Building Resiliency Skills to Prepare Youth
Even though Camp Noah comes in during the long-term recovery phase, it has always focused on both preparedness and resiliency. “We teach children strategies and give them tools so they feel more in control when the next storm or disaster hits,” Kim explained. The skills kids gain over five days at Camp Noah – how to calm themselves, visualization exercises that help with relaxation, taking steps to move from being scared to feeling prepared – are applicable for trauma and stress that aren’t exclusively related to natural disasters. “When you look at what’s going on in our communities related to gun violence and what happened in Flint, Michigan, with the water crisis, we discovered that a lot of the skills we teach through our traditional program can be effective in other traumatic situations,” said Kim.
Strategic Pivot for Ensuring Sustainability
While the Camp Noah staff had already made some adaptations to its curriculum to make it applicable for a range of trauma-inducing events, Kim knew it was time for a full strategic planning process. “The episodic nature of disasters, and therefore of funding for disaster response, led us to realize that we needed to figure out how to do more year-round programming,” said Kim, who noted that most of the program’s current work takes place in the summer when they host their camps. She reached out to Propel Nonprofits in the summer of 2019 to start working on a plan that would allow Lutheran Social Service to sustain this important program year-to-year.

= Stored data =

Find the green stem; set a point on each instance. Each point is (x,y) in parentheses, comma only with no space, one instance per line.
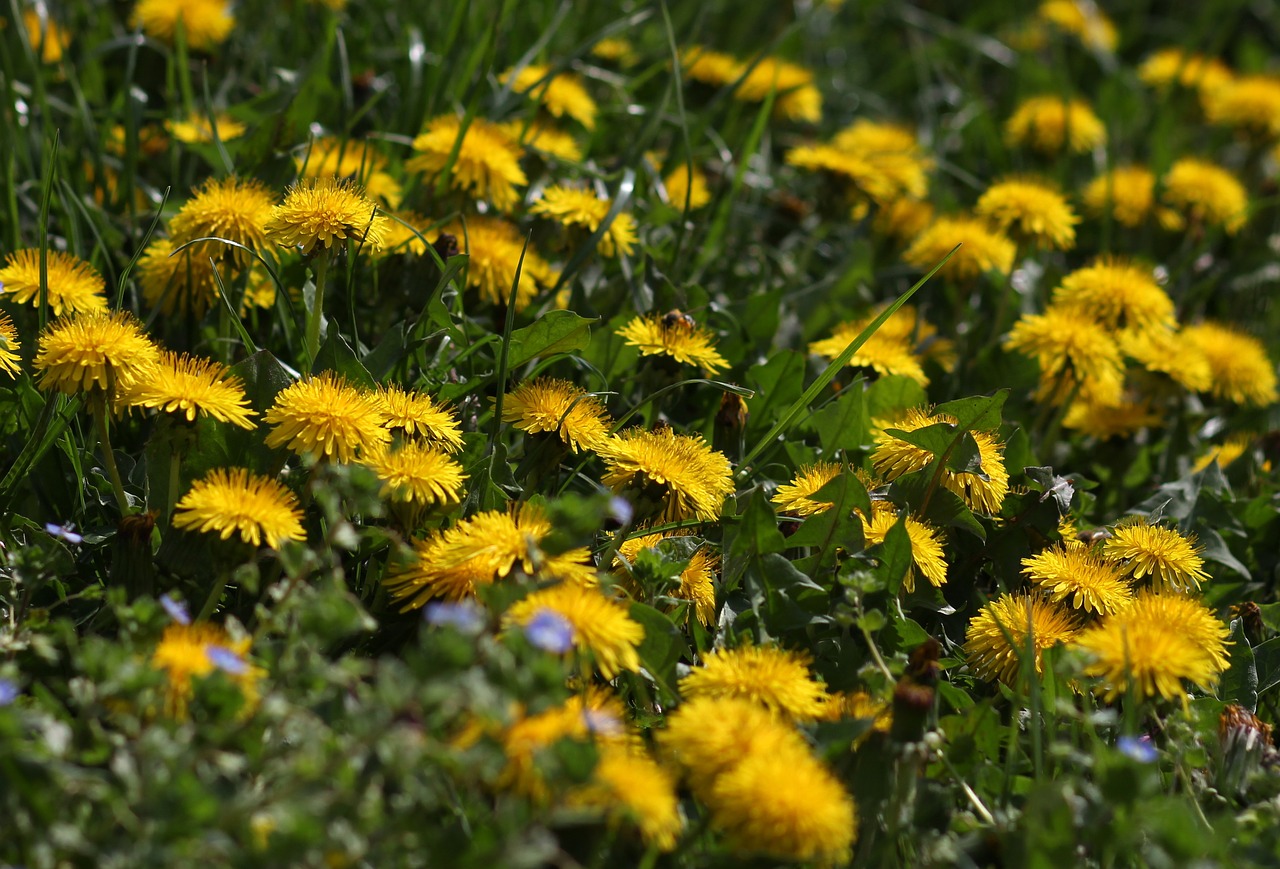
(104,437)
(321,271)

= Task instructions =
- a) Answer these questions using the Camp Noah passage:
(i) Over how many days do kids gain their skills at Camp Noah?
(ii) Which organization did Kim reach out to in the summer of 2019?
(iii) In what season does most of the program's current work take place?
- b) Repeat the Camp Noah passage word for word from "Strategic Pivot for" to "important program year-to-year.".

= Results =
- a)
(i) Five days
(ii) Propel Nonprofits
(iii) Summer

- b)
Strategic Pivot for Ensuring Sustainability
While the Camp Noah staff had already made some adaptations to its curriculum to make it applicable for a range of trauma-inducing events, Kim knew it was time for a full strategic planning process. “The episodic nature of disasters, and therefore of funding for disaster response, led us to realize that we needed to figure out how to do more year-round programming,” said Kim, who noted that most of the program’s current work takes place in the summer when they host their camps. She reached out to Propel Nonprofits in the summer of 2019 to start working on a plan that would allow Lutheran Social Service to sustain this important program year-to-year.